*Request 1*. Rewrite the propellane passage from "Propellane 1, whose" through "produced is 3.+.", replacing "ESR" with "EPR" wherever it appears in that span.
*Request 2*. According to the propellane passage, what types of hydrogens does the ESR of the propellane radical cation show?

Archive for the 'propellane' Category

Structure of the propellane radical cation

Here’s a real tour de force study combining exciting experiments with detailed computations. It’s a look at the radical cation of propellane performed by Bally and Williams.1 This paper has been nicely reviewed by Hiberty.2

Propellane 1, whose bridgehead-bridgehead bond has been a topic of an earlier post, has a HOMO that is largely outside of the bridgehead-bridgehead region. Thus, loss of an electron to form the radical cation 1.+ seems unlikely to lead to any significant geometrical change. However, the ESR of the radical cation of propellane shows two types of hydrogens, one type of four hydrogens and a second type of two hydrogens. This is incompatible with a D3h structure similar to that of 1. Furthermore, loss of an electron from dimethylenecyclopropane 2 leads to a species whose ESR is nearly identical to that of the radical cation of propellane. Analysis of the ESR suggests that the radical actually produced is 3.+.

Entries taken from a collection
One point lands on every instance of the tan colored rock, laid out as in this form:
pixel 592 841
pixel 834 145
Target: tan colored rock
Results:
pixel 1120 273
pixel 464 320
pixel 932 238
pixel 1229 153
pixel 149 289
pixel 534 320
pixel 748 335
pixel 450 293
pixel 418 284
* * *
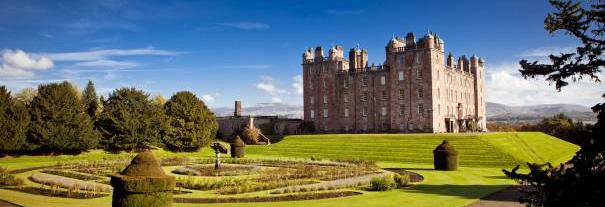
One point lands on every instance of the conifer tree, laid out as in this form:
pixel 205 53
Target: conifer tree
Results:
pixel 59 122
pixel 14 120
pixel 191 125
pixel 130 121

*Written solution 1*.
Propellane 1, whose bridgehead-bridgehead bond has been a topic of an earlier post, has a HOMO that is largely outside of the bridgehead-bridgehead region. Thus, loss of an electron to form the radical cation 1.+ seems unlikely to lead to any significant geometrical change. However, the EPR of the radical cation of propellane shows two types of hydrogens, one type of four hydrogens and a second type of two hydrogens. This is incompatible with a D3h structure similar to that of 1. Furthermore, loss of an electron from dimethylenecyclopropane 2 leads to a species whose EPR is nearly identical to that of the radical cation of propellane. Analysis of the EPR suggests that the radical actually produced is 3.+.

*Written solution 2*. One type of four hydrogens and a second type of two hydrogens.